TEXT PASSAGE
"""
Filipino food is an intricate pattern of Spanish, Western, Chinese, Japanese and Pacific Islander flavours that serve as living proof of the country’s rich cultural history. Consisting of 7,000 islands, the Philippines has a tropical and humid climate, resulting in a rich and fertile soil that cultivates an abundance of fresh produce and herbs.
A project of Reledev’s overseas partner FPTI is the Banilad Center for Professional Development (BCPD). The BCPD in Cebu City offers programs in hotel and restaurant services. To further align with industry needs, it has also incorporated tourism and hospitality in its curriculum.
We’re proud to share that last year, BCPD graduate Charie Ferolin was recognised for her contribution to the annual Sydney’s Shangri-La Hotel Philippine Food Festival.
Philippine Food Festival at Sydney’s Shangri-La Hotel
The original story featured in the article ‘Philippine Food Festival at the Shangri-La’ for Concrete Playground: https://concreteplayground.com/sydney/event/philippine-food-festival-shangri-la-1
Move over southern-fried chicken, there’s a new bird in town: Philippine inasal. This traditional barbecue chicken dish — along with many more mouthwatering eats to discover — collided with the fine dining experience of the Shangri-La Philippine Food Festival, which returned for its sixth year at Cafe Mix in September 2018. Straight from Manila, chefs Clayford Manuel, Charie Carmel Ferolin and Jovelyn Adra took up a week-long residency to showcase the best of Filipino cuisine.
Guests were treated to succulent pork sisig and the classic Filipino adobo — a fragrant dish with marinated meat (usually chicken) in spices — and they had to be sure to leave room for the centrepiece of the feast: an entire spit-roasted pig stuffed with traditional herbs and vegetables and slow-cooked to ensure that it’s tender on the inside and crispy on the outside. Then of course, guests sampled the array of desserts on offer like the caramelised leche flan, coconut buko pandan and rich pichi-pichi made from shredded cassava and a good dose of sugar.
All-time favourites, such as kare-kare, adobo, and embutido, took centre-stage at the recent Philippine Food Festival at Sydney’s Shangri-La Hotel, reinforcing the interest Filipino cuisine has been attracting in Australia and elsewhere. The hotel flew in the Filipino guest chefs of Shangri-La at the Fort, Manila to provide authenticity to the array of Filipino dishes, presented in partnership with Philippine Airlines and the Philippine Department of Tourism Sydney.
Said to be the original fusion cuisine, Filipino food has attracted celebrity chefs Anthony Bourdain, Nigella Lawson and Andrew Zimmern to the Philippines to savour, learn about, and feature Filipino food in their television platforms. Shangri-La Sydney’s Executive Chef Hemant Dadlani observed that the taste of Filipino food relies entirely on acids and sweetness, perhaps more than any other cuisine. The annual food festival was given a new look – but is expected to have the similar Pinoy taste.
"""
EXCERPTED RECORDS
"""
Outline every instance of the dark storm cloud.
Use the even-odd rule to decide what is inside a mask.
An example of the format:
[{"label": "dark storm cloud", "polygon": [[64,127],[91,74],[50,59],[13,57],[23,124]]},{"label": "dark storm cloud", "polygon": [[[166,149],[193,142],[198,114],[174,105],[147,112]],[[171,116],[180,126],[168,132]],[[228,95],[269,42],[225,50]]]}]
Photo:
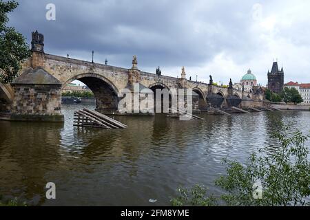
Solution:
[{"label": "dark storm cloud", "polygon": [[[146,67],[199,65],[221,51],[240,51],[236,62],[245,62],[257,50],[246,28],[253,3],[215,2],[24,0],[10,24],[28,38],[43,33],[48,53],[88,58],[94,50],[101,63],[124,67],[133,54]],[[45,19],[49,3],[56,21]]]}]

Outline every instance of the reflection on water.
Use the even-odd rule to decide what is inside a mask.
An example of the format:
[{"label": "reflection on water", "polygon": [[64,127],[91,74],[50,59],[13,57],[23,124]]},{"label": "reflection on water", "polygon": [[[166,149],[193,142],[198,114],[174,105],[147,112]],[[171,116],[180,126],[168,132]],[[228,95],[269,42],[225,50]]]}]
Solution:
[{"label": "reflection on water", "polygon": [[[310,129],[309,111],[202,114],[205,120],[189,122],[115,116],[128,128],[74,127],[74,111],[85,107],[63,106],[63,124],[0,121],[0,194],[44,206],[169,205],[179,186],[202,183],[218,193],[213,186],[225,173],[223,159],[244,162],[258,147],[274,147],[270,134],[279,122]],[[49,182],[56,200],[45,199]]]}]

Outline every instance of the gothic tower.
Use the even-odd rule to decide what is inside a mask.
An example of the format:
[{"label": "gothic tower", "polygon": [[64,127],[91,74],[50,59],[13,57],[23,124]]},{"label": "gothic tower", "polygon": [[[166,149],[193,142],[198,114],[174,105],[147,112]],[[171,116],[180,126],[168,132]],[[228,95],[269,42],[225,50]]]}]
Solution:
[{"label": "gothic tower", "polygon": [[280,94],[283,89],[284,71],[283,67],[279,70],[278,62],[273,62],[271,72],[268,70],[268,89],[273,92]]}]

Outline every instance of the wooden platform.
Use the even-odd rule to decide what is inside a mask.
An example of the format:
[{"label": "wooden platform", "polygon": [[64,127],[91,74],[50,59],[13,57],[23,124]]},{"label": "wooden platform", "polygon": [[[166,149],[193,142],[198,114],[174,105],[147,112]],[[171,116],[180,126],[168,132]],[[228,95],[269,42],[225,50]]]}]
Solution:
[{"label": "wooden platform", "polygon": [[176,113],[172,113],[171,114],[168,115],[169,117],[175,118],[176,117],[176,116],[183,116],[184,117],[188,117],[189,119],[204,120],[203,118],[200,118],[200,117],[198,117],[197,116],[191,114],[191,113],[189,113],[188,112],[180,110],[180,109],[177,109],[176,108],[174,108],[174,107],[171,107],[171,111],[172,111],[172,110],[174,111],[176,111]]},{"label": "wooden platform", "polygon": [[74,112],[74,126],[107,129],[125,129],[127,125],[98,111],[84,109]]}]

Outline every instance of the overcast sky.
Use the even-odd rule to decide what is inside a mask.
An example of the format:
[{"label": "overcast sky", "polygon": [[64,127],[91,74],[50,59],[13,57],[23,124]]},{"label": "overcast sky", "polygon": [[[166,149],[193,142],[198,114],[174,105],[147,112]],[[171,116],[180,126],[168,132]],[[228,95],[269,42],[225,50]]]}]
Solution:
[{"label": "overcast sky", "polygon": [[[285,80],[310,82],[310,1],[23,0],[10,25],[28,42],[35,30],[46,53],[228,84],[251,68],[265,85],[273,60]],[[56,20],[48,21],[48,3]]]}]

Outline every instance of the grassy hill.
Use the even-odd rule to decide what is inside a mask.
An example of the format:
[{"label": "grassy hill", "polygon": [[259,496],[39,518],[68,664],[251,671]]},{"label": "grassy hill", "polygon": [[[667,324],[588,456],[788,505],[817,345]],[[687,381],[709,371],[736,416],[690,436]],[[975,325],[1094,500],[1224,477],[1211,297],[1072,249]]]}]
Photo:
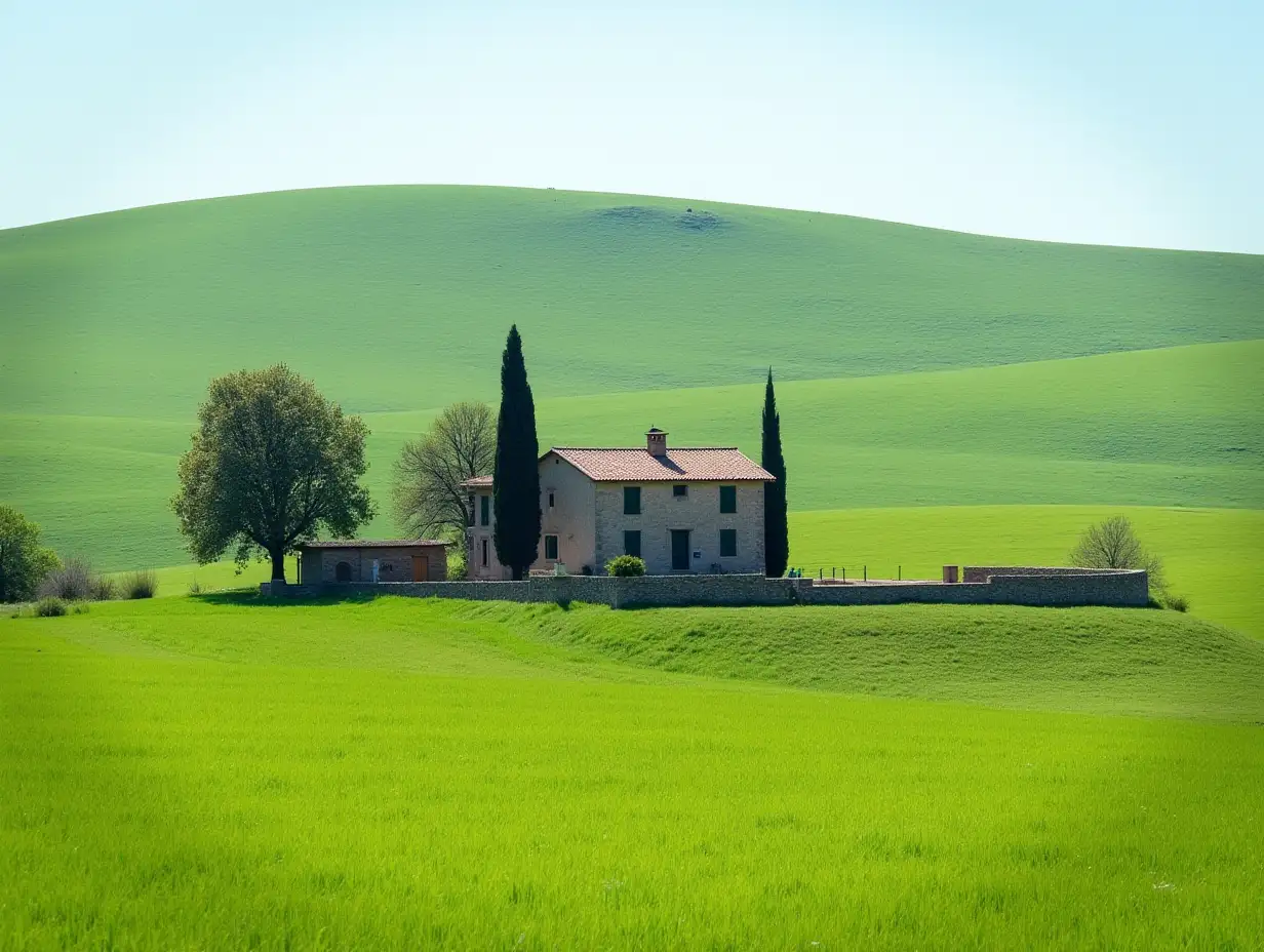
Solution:
[{"label": "grassy hill", "polygon": [[1250,948],[1261,649],[1103,609],[4,621],[0,934]]},{"label": "grassy hill", "polygon": [[[212,375],[272,360],[367,415],[383,503],[367,531],[393,534],[399,444],[445,402],[495,400],[511,321],[546,445],[631,444],[653,424],[753,454],[775,365],[799,564],[934,569],[963,534],[981,561],[1060,561],[1083,507],[1264,508],[1261,257],[341,188],[0,231],[0,499],[106,569],[187,560],[167,499],[193,408]],[[896,512],[996,504],[996,535]],[[1049,504],[1069,508],[1020,511]],[[808,515],[849,510],[891,515]],[[1155,547],[1196,611],[1264,632],[1240,595],[1264,570],[1251,518],[1218,517],[1197,552],[1179,531]]]},{"label": "grassy hill", "polygon": [[[693,211],[690,211],[693,209]],[[0,231],[9,412],[187,420],[286,360],[351,410],[981,367],[1264,336],[1259,257],[470,187],[279,192]],[[120,373],[126,368],[130,373]]]}]

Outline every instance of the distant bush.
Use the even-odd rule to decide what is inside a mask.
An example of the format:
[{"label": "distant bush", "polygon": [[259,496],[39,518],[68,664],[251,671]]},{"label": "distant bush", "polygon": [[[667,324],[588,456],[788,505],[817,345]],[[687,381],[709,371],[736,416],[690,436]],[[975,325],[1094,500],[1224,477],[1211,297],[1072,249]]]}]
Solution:
[{"label": "distant bush", "polygon": [[618,555],[605,563],[605,574],[621,579],[645,575],[645,559],[635,555]]},{"label": "distant bush", "polygon": [[0,506],[0,603],[29,602],[40,582],[61,563],[39,544],[39,526],[9,506]]},{"label": "distant bush", "polygon": [[110,575],[97,575],[92,579],[88,597],[94,602],[109,602],[119,597],[119,583]]},{"label": "distant bush", "polygon": [[39,618],[59,618],[66,612],[66,602],[57,598],[57,595],[40,598],[39,604],[35,606],[35,616]]},{"label": "distant bush", "polygon": [[44,577],[39,584],[39,597],[83,602],[100,590],[100,580],[87,559],[72,556],[59,569],[53,569]]},{"label": "distant bush", "polygon": [[1165,604],[1173,612],[1188,612],[1189,611],[1189,599],[1186,598],[1184,595],[1168,595],[1168,598],[1165,601]]},{"label": "distant bush", "polygon": [[153,598],[158,592],[158,574],[153,569],[131,571],[123,579],[124,598]]},{"label": "distant bush", "polygon": [[1071,550],[1071,564],[1081,569],[1145,569],[1150,590],[1164,601],[1168,593],[1163,560],[1141,545],[1126,516],[1111,516],[1090,526]]}]

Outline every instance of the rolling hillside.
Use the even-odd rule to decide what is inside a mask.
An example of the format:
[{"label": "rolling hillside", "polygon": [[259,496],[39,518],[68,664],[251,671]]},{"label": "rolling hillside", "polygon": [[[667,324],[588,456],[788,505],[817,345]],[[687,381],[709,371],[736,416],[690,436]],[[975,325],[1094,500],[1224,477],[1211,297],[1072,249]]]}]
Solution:
[{"label": "rolling hillside", "polygon": [[278,192],[0,231],[0,378],[9,412],[186,420],[210,377],[286,360],[351,410],[417,410],[490,392],[512,321],[552,397],[1244,340],[1261,293],[1251,255],[636,196]]},{"label": "rolling hillside", "polygon": [[[962,547],[929,530],[908,544],[905,507],[923,506],[1004,504],[1007,526],[985,521],[995,545],[967,532],[969,551],[1058,558],[1073,507],[1130,506],[1226,511],[1230,574],[1264,570],[1245,512],[1264,508],[1260,257],[636,196],[341,188],[0,231],[0,499],[107,569],[187,561],[167,499],[193,410],[212,375],[274,360],[367,415],[382,503],[368,531],[392,532],[399,444],[446,402],[495,400],[517,321],[546,445],[628,444],[653,424],[755,453],[774,365],[798,564],[908,552],[933,568]],[[1050,504],[1072,508],[1025,512]],[[889,515],[843,531],[843,511]],[[1157,532],[1196,611],[1264,632],[1264,606],[1224,603],[1187,536]]]}]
"""
ABOUT THIS TASK
Retype the passage of the Filipino food text starting at "Filipino food is" and ending at "Philippine Food Festival.".

SOLUTION
Filipino food is an intricate pattern of Spanish, Western, Chinese, Japanese and Pacific Islander flavours that serve as living proof of the country’s rich cultural history. Consisting of 7,000 islands, the Philippines has a tropical and humid climate, resulting in a rich and fertile soil that cultivates an abundance of fresh produce and herbs.
A project of Reledev’s overseas partner FPTI is the Banilad Center for Professional Development (BCPD). The BCPD in Cebu City offers programs in hotel and restaurant services. To further align with industry needs, it has also incorporated tourism and hospitality in its curriculum.
We’re proud to share that last year, BCPD graduate Charie Ferolin was recognised for her contribution to the annual Sydney’s Shangri-La Hotel Philippine Food Festival.